PASSAGE FOURNI:
────────────────

Or, la note qui correspond au passage de Démocrite met en évidence que Jean-Paul Dumont ne comprend pas du tout le passage comme je le fais :
" Interprétations possibles : "Le sommeil du prolétaire n'est pas gâté d'insomnies" ; ou " Le sommeil de l'homme à l'abri du besoin n'est pas gâté d'insomnies" ; ou " La nuit n'est jamais trop longue pour le prolétaire" ; ou " La nuit est brève pour le philosophe qui se nourrit lui-même de spéculation."" (ibid.p.1491)
Impossible de mettre la main sur le texte grec. Mais d'abord pourquoi traduire par prolétaire (proletarius en latin = citoyen pauvre) "celui qui suffit à ses besoins en nourriture" ? En effet prolétaire convient plutôt pour désigner celui n'ayant que de quoi satisfaire ses besoins en nourriture.Ensuite pourquoi comprendre "nuit courte" comme "nuit d'insomniaque" et non pas comme "nuit de brève durée ? Ce que fait la quatrième mais au prix de l'intervention très arbitraire du philosophe (celui qui satisfait à ses besoins en nourriture de l'esprit ?). Quant à la 3ème, elle devrait être plutôt rectifiée en "la nuit est toujours assez longue pour le prolétaire" ! Faute de mieux, je choisis la deuxième mais en laissant de côté la référence aux insomnies.

────────────────

MATÉRIEL FOURNI:

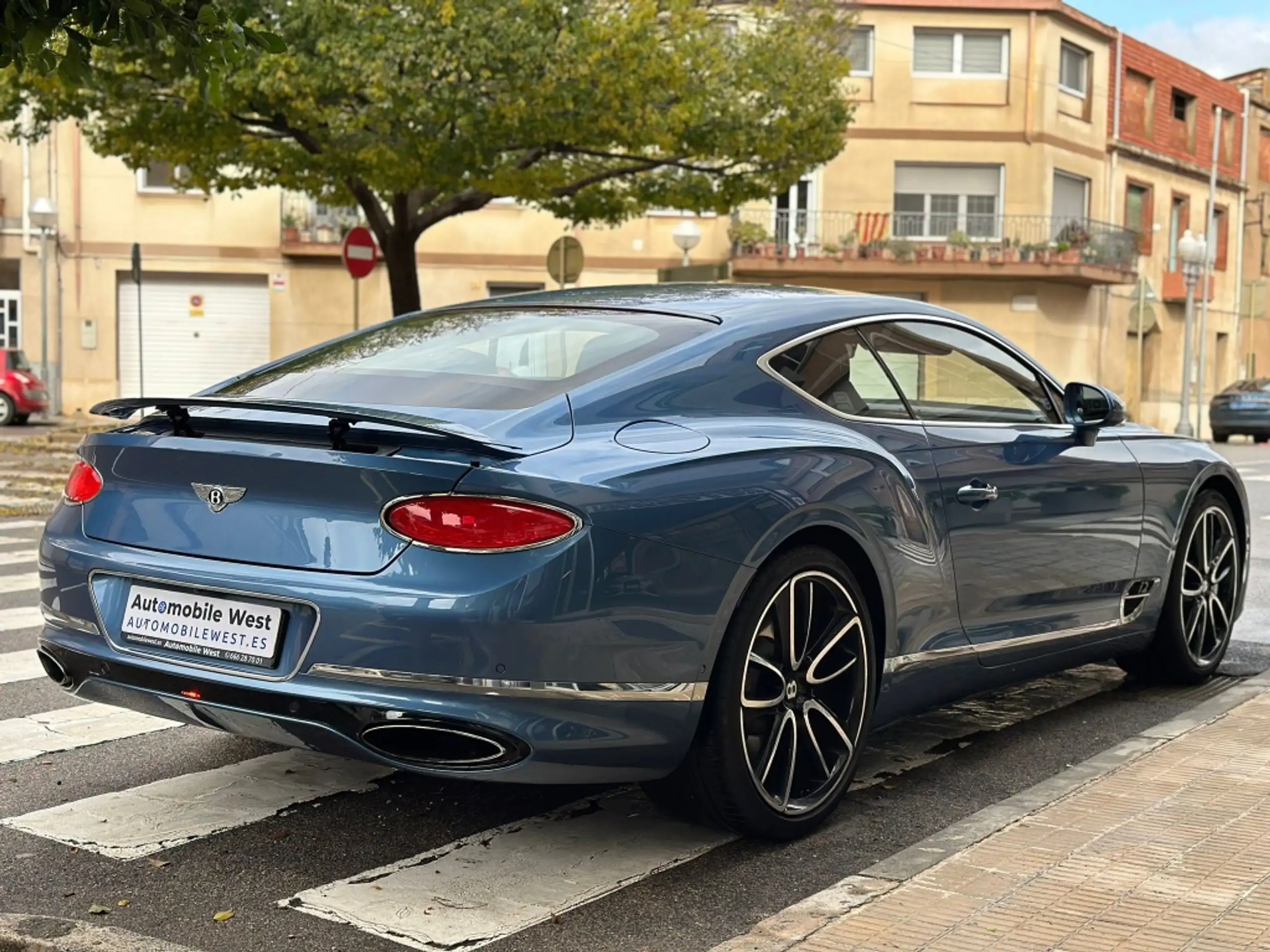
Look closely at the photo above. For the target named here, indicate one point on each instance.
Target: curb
(48, 933)
(801, 921)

────────────────

CONSIGNE: Reproduisez à l'identique et en entier le passage sur la traduction de Démocrite donné plus haut.

RÉPONSE ATTENDUE:
Or, la note qui correspond au passage de Démocrite met en évidence que Jean-Paul Dumont ne comprend pas du tout le passage comme je le fais :
" Interprétations possibles : "Le sommeil du prolétaire n'est pas gâté d'insomnies" ; ou " Le sommeil de l'homme à l'abri du besoin n'est pas gâté d'insomnies" ; ou " La nuit n'est jamais trop longue pour le prolétaire" ; ou " La nuit est brève pour le philosophe qui se nourrit lui-même de spéculation."" (ibid.p.1491)
Impossible de mettre la main sur le texte grec. Mais d'abord pourquoi traduire par prolétaire (proletarius en latin = citoyen pauvre) "celui qui suffit à ses besoins en nourriture" ? En effet prolétaire convient plutôt pour désigner celui n'ayant que de quoi satisfaire ses besoins en nourriture.Ensuite pourquoi comprendre "nuit courte" comme "nuit d'insomniaque" et non pas comme "nuit de brève durée ? Ce que fait la quatrième mais au prix de l'intervention très arbitraire du philosophe (celui qui satisfait à ses besoins en nourriture de l'esprit ?). Quant à la 3ème, elle devrait être plutôt rectifiée en "la nuit est toujours assez longue pour le prolétaire" ! Faute de mieux, je choisis la deuxième mais en laissant de côté la référence aux insomnies.